**EXERCISE TASK**
Convert the stretch of items from the line containing "Task: place one pin on each instance of the distant mountain" through the end of the items into a numbered list, leaving out any blank lines.

**Point annotation records**
=-=-=-=-=

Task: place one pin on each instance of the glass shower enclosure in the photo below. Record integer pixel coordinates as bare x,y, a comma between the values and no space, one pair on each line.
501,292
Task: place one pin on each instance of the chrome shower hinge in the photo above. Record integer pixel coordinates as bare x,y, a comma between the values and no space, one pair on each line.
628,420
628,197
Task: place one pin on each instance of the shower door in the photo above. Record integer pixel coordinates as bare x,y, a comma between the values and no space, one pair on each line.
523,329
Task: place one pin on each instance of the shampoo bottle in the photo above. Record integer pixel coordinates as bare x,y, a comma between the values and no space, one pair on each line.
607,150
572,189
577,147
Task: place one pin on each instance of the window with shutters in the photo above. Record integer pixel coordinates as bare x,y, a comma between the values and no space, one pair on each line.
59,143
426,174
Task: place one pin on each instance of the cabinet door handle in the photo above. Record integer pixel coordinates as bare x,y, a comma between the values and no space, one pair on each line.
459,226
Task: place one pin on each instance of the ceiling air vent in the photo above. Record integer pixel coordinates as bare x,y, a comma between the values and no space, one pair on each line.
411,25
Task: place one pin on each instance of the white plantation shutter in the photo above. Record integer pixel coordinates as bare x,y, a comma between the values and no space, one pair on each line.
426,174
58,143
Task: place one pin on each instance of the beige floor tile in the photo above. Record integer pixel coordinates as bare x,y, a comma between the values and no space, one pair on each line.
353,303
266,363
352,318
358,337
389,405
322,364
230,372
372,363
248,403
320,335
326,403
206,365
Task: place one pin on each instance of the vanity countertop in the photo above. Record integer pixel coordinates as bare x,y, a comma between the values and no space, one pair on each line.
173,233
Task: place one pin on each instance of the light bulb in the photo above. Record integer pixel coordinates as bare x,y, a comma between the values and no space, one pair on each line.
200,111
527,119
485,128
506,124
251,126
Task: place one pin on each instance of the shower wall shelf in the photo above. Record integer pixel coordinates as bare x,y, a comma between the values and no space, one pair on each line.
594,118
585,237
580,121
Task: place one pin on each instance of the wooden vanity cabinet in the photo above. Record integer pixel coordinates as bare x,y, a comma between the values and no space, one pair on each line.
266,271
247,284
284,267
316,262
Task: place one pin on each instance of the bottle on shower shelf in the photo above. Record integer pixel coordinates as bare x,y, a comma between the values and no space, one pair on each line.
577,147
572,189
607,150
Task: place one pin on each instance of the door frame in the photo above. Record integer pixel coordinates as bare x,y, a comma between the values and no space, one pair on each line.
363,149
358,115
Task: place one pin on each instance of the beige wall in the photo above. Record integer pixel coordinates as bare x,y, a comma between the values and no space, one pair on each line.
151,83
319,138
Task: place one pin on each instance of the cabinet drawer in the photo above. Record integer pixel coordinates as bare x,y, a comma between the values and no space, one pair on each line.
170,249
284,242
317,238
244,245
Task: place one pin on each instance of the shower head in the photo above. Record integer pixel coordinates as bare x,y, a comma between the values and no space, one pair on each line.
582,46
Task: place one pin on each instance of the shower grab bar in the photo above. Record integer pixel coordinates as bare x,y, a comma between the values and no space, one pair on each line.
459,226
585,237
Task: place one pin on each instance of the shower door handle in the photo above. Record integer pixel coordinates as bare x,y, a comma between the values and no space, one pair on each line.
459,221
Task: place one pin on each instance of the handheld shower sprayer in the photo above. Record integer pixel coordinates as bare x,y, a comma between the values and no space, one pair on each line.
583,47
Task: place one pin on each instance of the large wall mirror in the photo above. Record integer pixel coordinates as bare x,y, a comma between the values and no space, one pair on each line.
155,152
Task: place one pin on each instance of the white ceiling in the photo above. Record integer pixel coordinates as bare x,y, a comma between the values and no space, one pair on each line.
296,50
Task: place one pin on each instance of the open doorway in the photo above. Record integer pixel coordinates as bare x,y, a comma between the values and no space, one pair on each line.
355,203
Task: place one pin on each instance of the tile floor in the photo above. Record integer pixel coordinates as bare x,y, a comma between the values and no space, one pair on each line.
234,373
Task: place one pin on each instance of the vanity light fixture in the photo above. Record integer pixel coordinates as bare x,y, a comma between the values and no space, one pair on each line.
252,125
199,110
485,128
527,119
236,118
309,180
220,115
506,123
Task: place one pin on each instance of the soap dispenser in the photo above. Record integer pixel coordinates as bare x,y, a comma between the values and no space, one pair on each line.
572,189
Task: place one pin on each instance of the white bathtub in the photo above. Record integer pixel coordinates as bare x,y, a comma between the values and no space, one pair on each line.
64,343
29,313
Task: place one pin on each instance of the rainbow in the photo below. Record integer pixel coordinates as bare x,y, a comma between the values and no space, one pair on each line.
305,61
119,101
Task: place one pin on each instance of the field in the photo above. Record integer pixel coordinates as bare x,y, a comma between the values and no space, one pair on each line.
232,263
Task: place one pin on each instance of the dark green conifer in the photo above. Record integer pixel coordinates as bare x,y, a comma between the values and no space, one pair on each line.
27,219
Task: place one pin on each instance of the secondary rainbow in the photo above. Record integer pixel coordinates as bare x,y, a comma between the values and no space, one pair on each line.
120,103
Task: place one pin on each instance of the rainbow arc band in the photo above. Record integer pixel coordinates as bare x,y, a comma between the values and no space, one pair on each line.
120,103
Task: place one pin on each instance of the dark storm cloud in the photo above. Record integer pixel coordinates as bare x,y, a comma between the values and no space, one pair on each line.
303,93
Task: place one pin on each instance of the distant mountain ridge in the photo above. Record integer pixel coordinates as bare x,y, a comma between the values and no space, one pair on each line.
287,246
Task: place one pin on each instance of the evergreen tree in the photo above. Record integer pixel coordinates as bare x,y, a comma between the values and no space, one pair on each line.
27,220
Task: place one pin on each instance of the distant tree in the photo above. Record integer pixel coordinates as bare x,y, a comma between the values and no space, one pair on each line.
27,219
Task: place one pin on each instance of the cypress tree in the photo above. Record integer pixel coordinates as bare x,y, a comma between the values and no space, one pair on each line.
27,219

=-=-=-=-=

**ANSWER TO THIS PROBLEM**
1. Task: place one pin on each instance of the distant mountain ridge in the photo above. Record integer pixel coordinates as bare x,y, a comma between the values and no space, one pair on each line.
2. 287,246
3. Task: place one pin on each instance of the evergreen tree in the photo above. Record integer pixel coordinates as bare x,y, a comma between the values and no space, one pair on each line.
4. 27,220
5. Task: place one pin on each instance of the distant tree in the photo above. Record integer pixel coordinates as bare x,y, a comma between the values and no space, one pair on each line.
6. 27,219
7. Task: place one pin on each instance of the cypress tree in the photo above. Record integer pixel coordinates as bare x,y, a comma between the values and no space, one pair on each line.
8. 27,219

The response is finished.